# Task objective:
Set all the material down again unchanged, without the pictures.

----------------

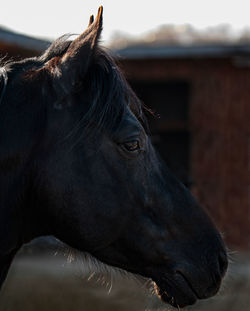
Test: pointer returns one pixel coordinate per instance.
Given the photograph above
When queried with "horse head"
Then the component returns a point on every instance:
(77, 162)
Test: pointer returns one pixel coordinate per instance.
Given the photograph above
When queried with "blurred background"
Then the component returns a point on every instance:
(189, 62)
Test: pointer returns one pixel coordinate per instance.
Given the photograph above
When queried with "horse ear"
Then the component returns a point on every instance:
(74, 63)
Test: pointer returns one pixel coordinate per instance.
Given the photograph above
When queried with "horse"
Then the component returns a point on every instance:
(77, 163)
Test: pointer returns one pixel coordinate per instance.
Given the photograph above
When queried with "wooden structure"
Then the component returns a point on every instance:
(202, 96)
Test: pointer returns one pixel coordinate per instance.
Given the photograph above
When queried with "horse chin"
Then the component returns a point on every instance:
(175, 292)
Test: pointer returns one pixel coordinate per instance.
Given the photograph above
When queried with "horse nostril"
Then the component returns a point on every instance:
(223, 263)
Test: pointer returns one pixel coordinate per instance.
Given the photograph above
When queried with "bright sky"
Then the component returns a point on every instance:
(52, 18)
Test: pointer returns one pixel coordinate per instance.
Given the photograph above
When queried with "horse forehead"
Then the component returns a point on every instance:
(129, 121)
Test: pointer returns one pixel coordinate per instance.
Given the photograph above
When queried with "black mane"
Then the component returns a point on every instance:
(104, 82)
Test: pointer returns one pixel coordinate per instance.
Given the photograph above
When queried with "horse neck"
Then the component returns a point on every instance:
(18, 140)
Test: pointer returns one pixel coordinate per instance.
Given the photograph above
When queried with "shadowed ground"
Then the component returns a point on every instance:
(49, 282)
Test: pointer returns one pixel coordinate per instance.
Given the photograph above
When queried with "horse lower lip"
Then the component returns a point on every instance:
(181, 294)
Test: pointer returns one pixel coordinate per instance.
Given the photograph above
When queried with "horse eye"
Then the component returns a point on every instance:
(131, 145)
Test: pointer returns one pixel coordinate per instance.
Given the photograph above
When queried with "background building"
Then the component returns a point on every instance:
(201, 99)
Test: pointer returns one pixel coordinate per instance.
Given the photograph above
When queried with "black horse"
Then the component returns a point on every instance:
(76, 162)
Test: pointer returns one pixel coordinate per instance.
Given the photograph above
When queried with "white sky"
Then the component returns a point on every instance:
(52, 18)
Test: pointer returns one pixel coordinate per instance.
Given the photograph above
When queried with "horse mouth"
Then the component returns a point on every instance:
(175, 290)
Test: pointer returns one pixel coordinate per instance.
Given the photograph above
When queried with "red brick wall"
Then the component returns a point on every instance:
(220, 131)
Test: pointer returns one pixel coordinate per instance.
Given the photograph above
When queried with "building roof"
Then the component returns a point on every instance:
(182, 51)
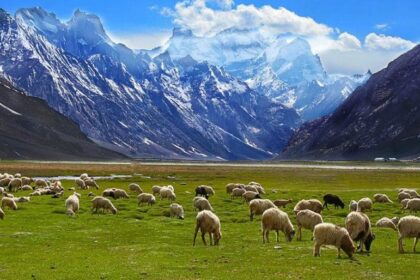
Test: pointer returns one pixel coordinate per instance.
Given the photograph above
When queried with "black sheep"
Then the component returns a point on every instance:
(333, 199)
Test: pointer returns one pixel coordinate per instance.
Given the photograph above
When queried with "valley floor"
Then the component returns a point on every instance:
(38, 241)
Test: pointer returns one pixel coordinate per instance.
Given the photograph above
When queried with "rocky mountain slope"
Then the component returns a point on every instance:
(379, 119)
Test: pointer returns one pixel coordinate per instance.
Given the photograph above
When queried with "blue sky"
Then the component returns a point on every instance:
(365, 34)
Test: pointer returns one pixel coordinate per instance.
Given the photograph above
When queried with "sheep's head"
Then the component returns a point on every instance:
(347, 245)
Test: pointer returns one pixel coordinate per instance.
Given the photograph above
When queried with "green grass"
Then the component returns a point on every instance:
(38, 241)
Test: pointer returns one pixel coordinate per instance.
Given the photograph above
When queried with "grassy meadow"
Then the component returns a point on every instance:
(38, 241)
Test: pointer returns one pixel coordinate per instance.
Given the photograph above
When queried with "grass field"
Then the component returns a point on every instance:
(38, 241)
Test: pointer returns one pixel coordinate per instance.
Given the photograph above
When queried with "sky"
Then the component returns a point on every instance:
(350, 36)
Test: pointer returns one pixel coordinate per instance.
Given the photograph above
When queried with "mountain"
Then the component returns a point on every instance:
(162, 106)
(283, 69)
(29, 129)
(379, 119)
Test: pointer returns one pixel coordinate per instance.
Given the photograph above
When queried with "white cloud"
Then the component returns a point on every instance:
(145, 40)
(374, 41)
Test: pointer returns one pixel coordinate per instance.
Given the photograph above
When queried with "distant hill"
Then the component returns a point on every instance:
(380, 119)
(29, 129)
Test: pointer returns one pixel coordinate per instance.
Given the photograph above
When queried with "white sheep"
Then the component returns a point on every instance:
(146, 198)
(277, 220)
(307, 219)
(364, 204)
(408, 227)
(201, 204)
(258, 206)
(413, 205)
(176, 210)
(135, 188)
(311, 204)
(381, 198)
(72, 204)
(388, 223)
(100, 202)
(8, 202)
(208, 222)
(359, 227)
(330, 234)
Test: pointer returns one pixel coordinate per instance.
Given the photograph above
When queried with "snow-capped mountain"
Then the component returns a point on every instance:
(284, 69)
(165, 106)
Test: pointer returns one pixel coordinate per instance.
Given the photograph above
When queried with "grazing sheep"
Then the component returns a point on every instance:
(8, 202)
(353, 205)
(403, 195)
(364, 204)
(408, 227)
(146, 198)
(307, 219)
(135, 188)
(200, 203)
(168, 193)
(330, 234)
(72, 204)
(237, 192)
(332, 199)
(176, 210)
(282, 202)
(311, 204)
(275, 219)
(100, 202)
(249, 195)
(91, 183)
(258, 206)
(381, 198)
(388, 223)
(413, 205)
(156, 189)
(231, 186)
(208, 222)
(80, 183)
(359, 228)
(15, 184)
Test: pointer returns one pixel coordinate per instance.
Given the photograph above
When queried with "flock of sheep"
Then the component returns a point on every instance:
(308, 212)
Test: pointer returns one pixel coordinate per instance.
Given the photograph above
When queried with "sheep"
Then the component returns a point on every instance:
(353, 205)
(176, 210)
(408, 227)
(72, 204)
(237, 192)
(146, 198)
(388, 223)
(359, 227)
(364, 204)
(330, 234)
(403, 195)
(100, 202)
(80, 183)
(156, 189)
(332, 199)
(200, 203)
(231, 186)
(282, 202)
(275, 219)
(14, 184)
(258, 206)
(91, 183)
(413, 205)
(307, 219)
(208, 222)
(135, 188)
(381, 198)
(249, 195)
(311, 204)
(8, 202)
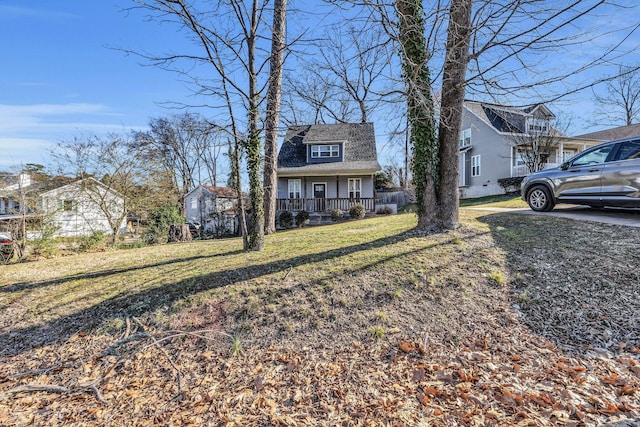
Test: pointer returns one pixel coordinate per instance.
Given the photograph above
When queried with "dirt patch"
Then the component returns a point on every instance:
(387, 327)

----------------

# Response below:
Test: pointer returns one pixel coordinate per instance.
Given the photograph above
When queried with "horse head"
Then the component returns a point on every instance:
(77, 162)
Test: pointer returns one pixel coordinate per instance.
Given the photograph above
When queried with "blurred background"
Then the component returns a point on every instance:
(189, 62)
Test: pointer returns one pixel coordinate per instance.
Given the photograph above
When queried with "horse ear"
Then the component returns a point on every instance:
(74, 63)
Test: pointer returns one pixel coordinate per instance.
Given the photograph above
When queried with "horse"
Then the component returns a point on every instance:
(77, 163)
Test: pointer returns one pixel coordinate per instance.
Given the photograph above
When queried with "wooden structure"
Then the component returns a point on every instance:
(202, 96)
Test: pointer returns one pixel coordinate per instance.
Given the photograph above
When queried with "horse chin"
Then the component returns a point on every instance:
(175, 292)
Test: pointer returns one pixel coordinate per instance.
Given the photograph above
When queried with "horse nostril"
Then the component returns a point on every instance:
(223, 263)
Test: pointer returns one pixel coordinate per instance.
Given the photograph above
When queried with "bright sky"
Then the component returns a point on every instance:
(52, 18)
Test: pointer returns one pixel coordinate per instance.
Given the photograph above
When queried with "horse forehead"
Then the component returns a point on every instance:
(129, 121)
Test: pointer returns one pixel coordinate per instance.
Given the photograph above
When queried with "black mane"
Then the component returns a point on every instance:
(104, 82)
Test: pointer returns one pixel coordinate per instance.
Given the photograph above
When queried with "horse neck"
Then the component returns a point on every instance:
(18, 140)
Test: pointer returns one pixel coordinate per instance.
Given the photograph above
When queried with "shadowed ground"
Then the component returns a point on every instance:
(49, 282)
Test: pointer returns one pixel coordinate per instance.
Given the photograph above
When queried with "horse lower lip"
Then the component returns a point on every instance:
(181, 294)
Test: pointer returns one pixel coordinate per instance.
Given the photograph above
When queried with "horse eye"
Then the component returns a point on every instance:
(131, 145)
Test: pointer returns one pixel coordinate per instance.
Given the photograph above
When queried with "background building"
Then the component returns a point on every instance:
(201, 99)
Test: pointer returns one pixel coordinate per instance.
Given the photograph above
When queried with "black horse"
Then the component returns a point on every instance:
(76, 162)
Test: pointer returns one pixel coordinate per instance.
Given the photograph above
When queried with "white sky"
Then the component returns a point on every instance:
(52, 18)
Test: pointer returns one pixel coordinate per instance.
Given the photograph above
When queried with "horse mouth"
Then the component returns a point on every instance:
(175, 290)
Test: pointer returns one pixel coordinate per instance.
Given the photograph above
When queried with "red brick wall"
Then the component returns a point on every instance:
(220, 131)
Test: pointer returns one pixel coordinate per instance.
Given the photograph above
When queried with "building roof"
Then the component returns a point on every instance:
(182, 51)
Test: pointer returns one pixel coordinate per instance.
Given the photograph above
When queried with "black sheep"
Then the component returns a point on every instance:
(333, 199)
Test: pointer returns one pixel coordinate per instance.
Given the photograph above
When queried with "valley floor"
Then the component returns a point on every instance:
(38, 241)
Test: pointer returns one pixel coordinate per instance.
Given the photograph above
When queried with "rocky mountain slope"
Then the component returns a point on every instance:
(379, 119)
Test: pointer returns one pixel coordinate per instance.
Given the photograph above
When queried with "blue sky"
Then the component returns a point on every instance:
(365, 34)
Test: pointer returns one pixel coordinate per instance.
Given the photograph above
When queried with "sheep's head"
Then the component returns a point on every instance:
(347, 245)
Test: pointer returns one pixel coordinate per instance.
Given the photograph above
When queried with "green grass"
Then the component returns a point on every instance:
(38, 241)
Test: pointer returns one pixel coordinate per instance.
Given the photograph above
When queried with "grassy meadow"
Then the component returns a point on every instance:
(38, 241)
Test: pointer returns one pixel coordinate per instance.
Given the photograph above
When queried with "grass field"
Then the component returns a point on every instance:
(38, 241)
Test: pointer returns one pixel coordinate per instance.
Given the photograph above
When queried with "sky"
Then the component returns a point on every instance:
(350, 36)
Test: pointer returns one pixel coordinate per instance.
Given the photograph above
When queried with "mountain"
Then the component returns a point on every instance:
(162, 106)
(283, 69)
(29, 129)
(379, 119)
Test: pointer returns one pixel coordinate per instance.
Given the photograph above
When queried with "white cloud"
Then the component returns a point on every instance:
(145, 40)
(374, 41)
Test: pointer returns one pixel coordinate per instance.
Given the photograph above
When queried with "distant hill"
Then the component returns a point on every instance:
(380, 119)
(29, 129)
Test: pointer returns one pixel coordinate per instance.
Given the photograph above
When queried with "white sheep"
Then the component returns a point on every instance:
(146, 198)
(277, 220)
(307, 219)
(364, 204)
(408, 227)
(201, 204)
(258, 206)
(413, 205)
(176, 210)
(135, 188)
(311, 204)
(381, 198)
(72, 204)
(388, 223)
(100, 202)
(8, 202)
(208, 222)
(359, 227)
(330, 234)
Test: pointer returns one pixel coordinate per instance.
Given the photograph above
When queried with "snow-capped mountain"
Then the component returns a point on every instance:
(284, 69)
(165, 106)
Test: pointer returns one pixel coordinate per instance.
Given the photograph above
When queried with "grazing sheep"
Then the component returns a point on every instance:
(8, 202)
(353, 205)
(403, 195)
(364, 204)
(408, 227)
(146, 198)
(307, 219)
(135, 188)
(200, 203)
(168, 193)
(330, 234)
(72, 204)
(237, 192)
(332, 199)
(176, 210)
(282, 202)
(311, 204)
(275, 219)
(100, 202)
(249, 195)
(91, 183)
(258, 206)
(381, 198)
(388, 223)
(413, 205)
(156, 189)
(231, 186)
(208, 222)
(80, 183)
(359, 228)
(15, 184)
Test: pointer returns one pixel coordinate per instance.
Given the photograph above
When queried with "flock of sheep"
Then the component returns a point on every instance:
(308, 212)
Test: pointer returns one pixel coordinate per instance.
Given the photograph above
When queried with "sheep"
Then the component returns a point on every instance:
(353, 205)
(176, 210)
(408, 227)
(72, 204)
(237, 192)
(146, 198)
(388, 223)
(359, 227)
(364, 204)
(330, 234)
(403, 195)
(100, 202)
(80, 183)
(156, 189)
(332, 199)
(200, 203)
(231, 186)
(282, 202)
(275, 219)
(14, 184)
(258, 206)
(91, 183)
(413, 205)
(307, 219)
(208, 222)
(135, 188)
(381, 198)
(249, 195)
(311, 204)
(8, 202)
Test: pointer returns one pixel coordinate per instance.
Given the photograph above
When queried with "dirt patch"
Then the component returns a point on every instance:
(387, 327)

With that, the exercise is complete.